─── Testo ───

In sostanza il volontariato gestionale quasi sempre
sceglie, come prevede la legge 266/ 1991, di conseguire le finalità di
carattere sociale, civile e culturale individuate
dallo Stato, dalle Regioni, dalle Province di Trento e di Bolzano e dagli
Enti locali.
È significativo, Ozi preoccupante, osservare che le
organizzazioni di volontariato che operano nell'ambito delle finalità
individuate come sopra specificato, ottengano dalle istituzioni interessate,
verrebbe da dire quale "compenso interessato", la possibilità di
convenzionarsi e quindi di ricevere dal settore pubblico finanziamenti, anche
rilevanti.
Risultano evidenti i motivi per cui le organizzazioni
di volontariato gestionale, oltre a non svolgere in concreto (anche se spesso,
per crearsi un alibi, ne parlano molto) nessuna attività per contrastare le
cause che provocano o concorrono all'emarginazione degli handicappati (e degli
altri soggetti deboli), si accodino sempre alle posizioni delle istituzioni.
Evidentemente temono, se difendessero i diritti dei più deboli, di essere
boicottati nella gestione (pagamenti dilazionati, ispezioni, ecc.) e di non
ottenere più il rinnovo delle convenzioni che, per i dirigenti e gli operatori,
significa la perdita del posto di lavoro.
II volontariato organizzato: solidarietà o diritti
Schematizzando si può dire che gli obiettivi del
volontariato possono essere anche molto distanti fra di loro.
Si può parlare di volontariato della solidarietà oppure
di volontariato dei diritti (8). Vediamo di metterne in evidenza le
caratteristiche più importanti.

─── Elenco righe ───

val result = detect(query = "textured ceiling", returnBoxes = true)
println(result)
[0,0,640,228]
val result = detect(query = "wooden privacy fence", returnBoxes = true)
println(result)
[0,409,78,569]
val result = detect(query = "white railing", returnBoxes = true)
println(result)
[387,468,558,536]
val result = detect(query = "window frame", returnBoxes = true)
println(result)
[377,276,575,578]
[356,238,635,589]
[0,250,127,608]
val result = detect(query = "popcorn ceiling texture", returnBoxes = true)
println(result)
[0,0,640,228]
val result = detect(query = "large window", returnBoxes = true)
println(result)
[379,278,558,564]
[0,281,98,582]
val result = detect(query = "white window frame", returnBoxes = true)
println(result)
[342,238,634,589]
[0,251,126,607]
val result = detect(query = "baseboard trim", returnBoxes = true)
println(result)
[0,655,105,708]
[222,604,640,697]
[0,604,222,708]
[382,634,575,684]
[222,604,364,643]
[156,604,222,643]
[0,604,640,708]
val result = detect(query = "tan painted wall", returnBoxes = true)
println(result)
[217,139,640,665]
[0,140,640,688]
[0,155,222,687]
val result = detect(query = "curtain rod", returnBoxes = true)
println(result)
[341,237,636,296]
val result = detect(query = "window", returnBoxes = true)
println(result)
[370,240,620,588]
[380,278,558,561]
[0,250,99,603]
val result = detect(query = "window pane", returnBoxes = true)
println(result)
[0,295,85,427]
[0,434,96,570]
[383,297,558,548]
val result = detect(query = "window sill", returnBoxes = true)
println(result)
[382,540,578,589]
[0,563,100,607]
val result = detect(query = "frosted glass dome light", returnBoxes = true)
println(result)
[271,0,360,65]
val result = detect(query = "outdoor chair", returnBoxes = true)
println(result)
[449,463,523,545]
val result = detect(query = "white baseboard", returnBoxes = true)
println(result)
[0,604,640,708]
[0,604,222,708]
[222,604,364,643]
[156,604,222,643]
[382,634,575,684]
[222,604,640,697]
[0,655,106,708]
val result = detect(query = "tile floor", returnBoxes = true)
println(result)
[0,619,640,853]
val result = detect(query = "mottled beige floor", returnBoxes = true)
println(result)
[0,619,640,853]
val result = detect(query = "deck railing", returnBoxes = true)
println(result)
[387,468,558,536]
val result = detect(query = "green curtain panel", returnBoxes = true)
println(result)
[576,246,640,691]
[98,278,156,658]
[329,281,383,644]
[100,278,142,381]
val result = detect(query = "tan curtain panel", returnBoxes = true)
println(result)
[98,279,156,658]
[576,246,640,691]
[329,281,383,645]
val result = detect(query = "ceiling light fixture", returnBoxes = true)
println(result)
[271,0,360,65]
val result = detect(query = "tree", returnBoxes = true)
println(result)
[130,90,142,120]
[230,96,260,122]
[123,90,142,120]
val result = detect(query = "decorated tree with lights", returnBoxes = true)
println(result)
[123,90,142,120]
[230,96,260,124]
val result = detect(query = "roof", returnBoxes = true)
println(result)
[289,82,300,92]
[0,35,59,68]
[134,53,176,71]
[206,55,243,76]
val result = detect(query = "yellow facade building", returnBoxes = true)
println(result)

───

Indica se ciascuna affermazione concorda con il testo sul volontariato gestionale, rispondendo sì o no e citando le parole decisive.
1. Le organizzazioni di volontariato possono ottenere finanziamenti pubblici attraverso le convenzioni.
2. Le organizzazioni di volontariato gestionale parlano poco delle cause dell'emarginazione.
3. Per dirigenti e operatori il mancato rinnovo delle convenzioni comporta la perdita del lavoro.
Le righe provengono da un'altra fonte.

# Risultato corretto:
1. Sì: «la possibilità di convenzionarsi e quindi di ricevere dal settore pubblico finanziamenti, anche rilevanti».
2. No: «anche se spesso, per crearsi un alibi, ne parlano molto».
3. Sì: «il rinnovo delle convenzioni che, per i dirigenti e gli operatori, significa la perdita del posto di lavoro».